The description of preliminary control of data, laid emphasis on careful procedures for verifying the completeness of the identification items. In addition to completeness, it is also essential to check for inconsistencies in identification. In this connection, special procedures such as look-up systems using binary search techniques for possible identifiers and self-checking identification number systems (for example, modulus 10 and modulus 11 techniques) can be used effectively for checking inconsistencies in the identification portion of the information vector. As can be expected, however, error identification by the control checks described above is not exhaustive. Special situations may arise for any of the variables of interest. In the data processing required for detecting errors, these cases may be handled by including in the data editing programme one or more appropriate subroutines to check special relations or conditions pertaining to a specific set of data items or observation vectors.
Special cases require individual attention; and in this connection, general techniques such as sorting and searching are useful. The choice of specific techniques for sorting or searching in a particular situation will depend on the way the main set of data items relate to each other in the observation vector, and this in turn will determine the type of controls to be applied to the individual data items in the observation vector. For example, when checking a combination of codes or a coded data item, the binary search may be the procedure of choice for looking up the acceptability of the recorded set or the coded data items, since generally there is no continuous sequence in the structure of such codes. However, when a continuous data structure is used, a direct searching technique may be the method of choice. Another type of checking which may be useful is the "route of answer check." In this instance an answer to a specific question for a subset of the data vector is not applicable. A tree for describing the "route of answers" within the allowed answers to the questions under consideration permits the construction of an ordered path based on the relations among the items contained in the data vector.
Data Bank
The quality control of data will produce clean files for each type of data collected. A properly identified and cross-related set of such files is called a Data Bank.
The master data file will be created from the data bank by merging individual files using proper identification keys: study, data type, form identification, family, individual, date and examiner, for example. It is important to stress the need of complete and full documentation of the structure of the master data file, since this provides the keys and needed criteria for manipulating the information it contains When a properly and exhaustively documented master file is ready, the stage of data analysis can begin.
With computer system facilities having capability for Data Base Management, the Data Bank constitutes the original source of data for structuring a useful Data Base (5) for subsequent processing. This feature is particularly useful for executing the statistical analyses required in the testing of specific hypotheses.
It is also important to point out that the data bank stage is not fixed. It is a very dynamic situation requiring continuous action and attention for as long as the interactive processes of data analyses and interpretation continue.

# # #

* [WHAT THIS EXERCISE ASKS]
a) Decide whether each statement below agrees with the passage on data control and the data bank. Answer yes or no for each, and quote the deciding words of the passage.
(i) Binary search may be preferred for checking coded data items because such codes generally lack a continuous sequence.
(ii) Once the data bank has been established, that stage remains fixed.
(iii) The master data file is created by merging individual files with the help of identification keys.
b) Resume the passage on data control and the data bank from the point at which it stops, keeping its formal register.

* [ENTRIES SHOWN]
# # #

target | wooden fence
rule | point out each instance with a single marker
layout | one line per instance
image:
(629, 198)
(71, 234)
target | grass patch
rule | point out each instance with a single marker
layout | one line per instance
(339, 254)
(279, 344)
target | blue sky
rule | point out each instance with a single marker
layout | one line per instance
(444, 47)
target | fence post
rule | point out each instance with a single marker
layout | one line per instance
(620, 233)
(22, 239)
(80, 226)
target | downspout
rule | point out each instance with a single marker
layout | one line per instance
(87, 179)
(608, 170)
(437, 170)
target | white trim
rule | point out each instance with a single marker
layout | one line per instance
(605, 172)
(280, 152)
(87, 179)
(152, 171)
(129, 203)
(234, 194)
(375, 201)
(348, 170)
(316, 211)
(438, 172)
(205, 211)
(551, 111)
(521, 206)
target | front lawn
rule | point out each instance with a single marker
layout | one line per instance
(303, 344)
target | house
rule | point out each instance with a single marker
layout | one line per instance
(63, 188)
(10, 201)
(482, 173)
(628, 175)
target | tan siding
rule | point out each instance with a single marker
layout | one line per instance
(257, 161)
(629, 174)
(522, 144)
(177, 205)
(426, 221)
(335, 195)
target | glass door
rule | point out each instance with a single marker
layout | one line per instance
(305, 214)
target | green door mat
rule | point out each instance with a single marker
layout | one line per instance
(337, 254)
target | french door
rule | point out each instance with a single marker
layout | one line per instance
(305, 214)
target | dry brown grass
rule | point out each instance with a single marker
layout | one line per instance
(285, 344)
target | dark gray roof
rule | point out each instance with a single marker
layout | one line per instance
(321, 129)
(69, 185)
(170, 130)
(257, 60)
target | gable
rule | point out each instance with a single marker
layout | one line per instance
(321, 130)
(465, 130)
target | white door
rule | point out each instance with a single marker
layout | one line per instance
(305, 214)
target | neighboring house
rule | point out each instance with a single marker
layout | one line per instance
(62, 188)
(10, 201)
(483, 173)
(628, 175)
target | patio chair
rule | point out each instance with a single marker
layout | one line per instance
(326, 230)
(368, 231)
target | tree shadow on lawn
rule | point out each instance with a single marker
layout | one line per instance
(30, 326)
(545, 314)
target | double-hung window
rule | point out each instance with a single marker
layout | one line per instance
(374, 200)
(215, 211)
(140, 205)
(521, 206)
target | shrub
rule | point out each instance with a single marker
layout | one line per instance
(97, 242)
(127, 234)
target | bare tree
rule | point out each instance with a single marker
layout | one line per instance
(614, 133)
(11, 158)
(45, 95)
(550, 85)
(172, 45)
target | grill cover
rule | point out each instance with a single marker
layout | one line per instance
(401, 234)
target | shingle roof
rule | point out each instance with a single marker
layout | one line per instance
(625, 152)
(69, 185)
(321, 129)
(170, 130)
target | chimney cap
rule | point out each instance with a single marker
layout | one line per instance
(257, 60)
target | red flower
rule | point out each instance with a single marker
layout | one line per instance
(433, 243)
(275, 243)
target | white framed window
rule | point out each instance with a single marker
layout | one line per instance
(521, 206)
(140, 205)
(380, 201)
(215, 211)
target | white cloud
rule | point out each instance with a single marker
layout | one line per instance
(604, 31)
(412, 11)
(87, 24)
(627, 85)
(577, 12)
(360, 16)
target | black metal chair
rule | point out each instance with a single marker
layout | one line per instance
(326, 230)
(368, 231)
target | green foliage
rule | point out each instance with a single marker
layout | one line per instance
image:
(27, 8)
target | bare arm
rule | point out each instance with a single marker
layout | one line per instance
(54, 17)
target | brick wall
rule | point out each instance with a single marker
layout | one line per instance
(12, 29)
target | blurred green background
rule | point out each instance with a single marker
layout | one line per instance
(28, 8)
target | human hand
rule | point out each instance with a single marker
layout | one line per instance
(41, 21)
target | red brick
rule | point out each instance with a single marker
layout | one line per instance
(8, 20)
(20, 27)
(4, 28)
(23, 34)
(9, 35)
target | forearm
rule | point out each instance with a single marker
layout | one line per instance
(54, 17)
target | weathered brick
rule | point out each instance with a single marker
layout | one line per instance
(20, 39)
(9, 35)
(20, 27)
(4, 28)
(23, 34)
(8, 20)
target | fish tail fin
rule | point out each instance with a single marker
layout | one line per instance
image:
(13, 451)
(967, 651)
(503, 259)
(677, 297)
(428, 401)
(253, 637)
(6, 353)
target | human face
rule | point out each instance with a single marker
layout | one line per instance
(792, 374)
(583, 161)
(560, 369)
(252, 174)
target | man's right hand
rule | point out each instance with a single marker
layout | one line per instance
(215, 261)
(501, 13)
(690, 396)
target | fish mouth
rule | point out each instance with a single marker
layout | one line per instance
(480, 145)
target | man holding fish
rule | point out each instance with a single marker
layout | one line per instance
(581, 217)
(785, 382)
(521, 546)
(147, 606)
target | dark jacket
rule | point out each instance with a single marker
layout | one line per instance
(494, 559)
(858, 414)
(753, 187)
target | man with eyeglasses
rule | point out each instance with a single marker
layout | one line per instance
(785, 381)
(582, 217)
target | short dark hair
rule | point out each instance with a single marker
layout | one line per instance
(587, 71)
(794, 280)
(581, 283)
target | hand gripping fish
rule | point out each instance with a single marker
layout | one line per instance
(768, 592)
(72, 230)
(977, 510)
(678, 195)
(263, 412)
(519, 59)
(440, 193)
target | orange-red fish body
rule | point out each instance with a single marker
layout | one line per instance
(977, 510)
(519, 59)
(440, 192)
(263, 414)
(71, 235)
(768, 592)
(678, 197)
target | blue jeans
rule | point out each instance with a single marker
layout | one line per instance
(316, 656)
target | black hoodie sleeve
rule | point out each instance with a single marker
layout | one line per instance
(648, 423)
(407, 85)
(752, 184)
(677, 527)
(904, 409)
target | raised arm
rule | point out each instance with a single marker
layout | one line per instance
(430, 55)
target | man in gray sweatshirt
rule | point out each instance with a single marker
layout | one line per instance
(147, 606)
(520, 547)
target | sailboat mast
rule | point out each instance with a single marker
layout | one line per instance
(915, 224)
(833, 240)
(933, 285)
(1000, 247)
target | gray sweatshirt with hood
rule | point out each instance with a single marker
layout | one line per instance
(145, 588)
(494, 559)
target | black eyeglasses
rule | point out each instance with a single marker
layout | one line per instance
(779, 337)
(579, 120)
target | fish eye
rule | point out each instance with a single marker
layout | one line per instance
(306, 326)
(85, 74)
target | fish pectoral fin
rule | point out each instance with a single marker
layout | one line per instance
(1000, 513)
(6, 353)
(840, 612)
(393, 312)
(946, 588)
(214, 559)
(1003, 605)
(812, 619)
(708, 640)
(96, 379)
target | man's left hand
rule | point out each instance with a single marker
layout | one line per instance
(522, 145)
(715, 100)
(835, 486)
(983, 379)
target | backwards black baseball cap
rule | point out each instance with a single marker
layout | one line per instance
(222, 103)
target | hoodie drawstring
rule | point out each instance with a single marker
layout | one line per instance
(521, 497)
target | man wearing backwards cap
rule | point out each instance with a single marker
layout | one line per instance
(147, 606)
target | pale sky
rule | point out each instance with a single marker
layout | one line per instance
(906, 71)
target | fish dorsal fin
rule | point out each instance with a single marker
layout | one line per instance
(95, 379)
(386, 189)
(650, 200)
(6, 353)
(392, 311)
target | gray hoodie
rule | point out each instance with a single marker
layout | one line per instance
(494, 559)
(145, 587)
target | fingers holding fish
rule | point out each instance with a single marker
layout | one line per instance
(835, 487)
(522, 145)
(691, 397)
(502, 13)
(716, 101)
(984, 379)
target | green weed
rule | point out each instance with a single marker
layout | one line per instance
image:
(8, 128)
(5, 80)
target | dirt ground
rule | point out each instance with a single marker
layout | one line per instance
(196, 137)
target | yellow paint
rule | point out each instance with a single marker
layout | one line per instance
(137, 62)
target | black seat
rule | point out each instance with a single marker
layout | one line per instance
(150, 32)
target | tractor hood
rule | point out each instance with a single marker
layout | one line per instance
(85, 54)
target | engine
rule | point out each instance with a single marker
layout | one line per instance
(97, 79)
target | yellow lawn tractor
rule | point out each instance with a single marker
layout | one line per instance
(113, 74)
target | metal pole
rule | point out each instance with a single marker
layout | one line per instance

# # #

* [OUTPUTS]
a)
(i) Yes: "the binary search may be the procedure of choice for looking up the acceptability of the recorded set or the coded data items, since generally there is no continuous sequence in the structure of such codes."
(ii) No: "the data bank stage is not fixed. It is a very dynamic situation requiring continuous action and attention"
(iii) Yes: "The master data file will be created from the data bank by merging individual files using proper identification keys"

b)
Data Analysis
The analysis of data relates both to the type of data and the hypotheses posed by the investigator. Most of the time, the first stage in the analysis of continuous variables consists of a scan of the data set. By scanning, one can define a set of basic descriptive statistics that will permit a first approximation to the pattern of behaviour of each variable included in the evaluation. This type of analysis, however, also provides information that can be used in assessing the relative effectiveness and success of the data cleaning and consistency controls already executed. Different levels of scans can be used to secure adequate preliminary descriptions of the study variables. In particular, in the case of discrete variables, frequency tables with single or multiple cross-classification criteria may provide a good description of these variables.
Once the quality of the data collected has been documented and the general descriptions for the study variables have been obtained, the investigator may proceed with the statistical testing of the specific hypotheses. Simple comparison between two classes may be performed using student-t tests. Analysis of variance techniques (6, 7) may be used when testing hypotheses that involve more than two classes, provided proper attention is given to satisfying the basic assumptions underlaying the use of these procedures (8). Trends and associations among variables may be examined by multiple regression and correlation analyses (9, 10, 11). The classification and identification of groups of observations may be performed using clustering techniques and discriminate analysis (12, 13, 14), while confounded inter-relationships among large sets of variables may be examined using factor analysis (15, 16). Overall relations in sets of variables, regardless of the nature of the variables within the set (continuous or discrete or mixtures), may be tested using canonical correlation analysis (17). Additionally, when interests in a set of ,several dependent variables relate to more than two classes, the analysis may be performed using multivariate analysis of variance techniques (15).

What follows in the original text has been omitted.